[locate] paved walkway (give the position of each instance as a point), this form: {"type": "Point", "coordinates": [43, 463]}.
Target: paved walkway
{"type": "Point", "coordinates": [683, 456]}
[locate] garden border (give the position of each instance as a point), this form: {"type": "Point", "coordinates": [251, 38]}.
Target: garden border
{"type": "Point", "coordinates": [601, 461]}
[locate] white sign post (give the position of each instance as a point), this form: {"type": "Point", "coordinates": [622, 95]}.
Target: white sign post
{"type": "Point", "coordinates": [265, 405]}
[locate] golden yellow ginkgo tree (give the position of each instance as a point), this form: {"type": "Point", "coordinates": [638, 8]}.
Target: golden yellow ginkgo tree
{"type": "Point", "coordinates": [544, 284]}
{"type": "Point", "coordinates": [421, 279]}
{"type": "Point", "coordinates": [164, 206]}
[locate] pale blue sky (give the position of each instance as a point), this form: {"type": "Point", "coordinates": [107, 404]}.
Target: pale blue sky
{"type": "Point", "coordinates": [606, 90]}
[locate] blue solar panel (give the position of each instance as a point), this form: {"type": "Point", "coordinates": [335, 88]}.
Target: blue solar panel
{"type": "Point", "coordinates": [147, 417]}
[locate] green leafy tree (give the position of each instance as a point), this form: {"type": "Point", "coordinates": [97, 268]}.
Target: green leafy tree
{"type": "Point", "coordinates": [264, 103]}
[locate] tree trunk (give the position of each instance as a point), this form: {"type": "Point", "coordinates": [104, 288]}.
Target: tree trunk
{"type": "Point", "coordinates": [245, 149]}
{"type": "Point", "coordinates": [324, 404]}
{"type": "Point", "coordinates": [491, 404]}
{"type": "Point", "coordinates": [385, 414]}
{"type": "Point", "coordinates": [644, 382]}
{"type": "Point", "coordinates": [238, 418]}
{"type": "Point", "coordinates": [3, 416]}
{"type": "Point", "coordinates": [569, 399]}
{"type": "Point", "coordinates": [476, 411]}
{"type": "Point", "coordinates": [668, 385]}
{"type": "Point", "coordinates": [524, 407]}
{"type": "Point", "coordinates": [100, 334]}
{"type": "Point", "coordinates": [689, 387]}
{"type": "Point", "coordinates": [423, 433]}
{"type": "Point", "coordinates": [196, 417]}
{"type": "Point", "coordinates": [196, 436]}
· · · ·
- _WORK TO COMPLETE_
Extract each entry in full, exactly as given.

- _RESULT_
[locate] paved walkway (give the position of each instance as a point), this form: {"type": "Point", "coordinates": [43, 463]}.
Target: paved walkway
{"type": "Point", "coordinates": [683, 456]}
[locate] garden border (give the position of each instance as a point), this form: {"type": "Point", "coordinates": [251, 38]}.
Target: garden border
{"type": "Point", "coordinates": [601, 461]}
[locate] white sign post (give the position of each instance as a point), this form: {"type": "Point", "coordinates": [622, 95]}.
Target: white sign post
{"type": "Point", "coordinates": [265, 405]}
[locate] golden yellow ginkgo tree (give the position of each instance as a point), this form: {"type": "Point", "coordinates": [638, 8]}.
Target: golden yellow ginkgo tree
{"type": "Point", "coordinates": [544, 284]}
{"type": "Point", "coordinates": [421, 279]}
{"type": "Point", "coordinates": [164, 206]}
[locate] pale blue sky (give the position of each instance as a point), this form: {"type": "Point", "coordinates": [107, 404]}.
Target: pale blue sky
{"type": "Point", "coordinates": [606, 90]}
[locate] blue solar panel (give the position of each instance as a point), this form: {"type": "Point", "coordinates": [335, 88]}.
Target: blue solar panel
{"type": "Point", "coordinates": [147, 417]}
[locate] green leafy tree (give the position of each instance as a point), this form: {"type": "Point", "coordinates": [97, 268]}.
Target: green leafy tree
{"type": "Point", "coordinates": [264, 103]}
[locate] tree trunk (give the position of each instance as a point), this form: {"type": "Point", "coordinates": [104, 288]}.
Target: tree trunk
{"type": "Point", "coordinates": [245, 149]}
{"type": "Point", "coordinates": [324, 404]}
{"type": "Point", "coordinates": [491, 404]}
{"type": "Point", "coordinates": [385, 414]}
{"type": "Point", "coordinates": [644, 382]}
{"type": "Point", "coordinates": [238, 418]}
{"type": "Point", "coordinates": [3, 416]}
{"type": "Point", "coordinates": [569, 399]}
{"type": "Point", "coordinates": [476, 411]}
{"type": "Point", "coordinates": [668, 385]}
{"type": "Point", "coordinates": [524, 407]}
{"type": "Point", "coordinates": [100, 334]}
{"type": "Point", "coordinates": [689, 387]}
{"type": "Point", "coordinates": [423, 433]}
{"type": "Point", "coordinates": [196, 417]}
{"type": "Point", "coordinates": [196, 436]}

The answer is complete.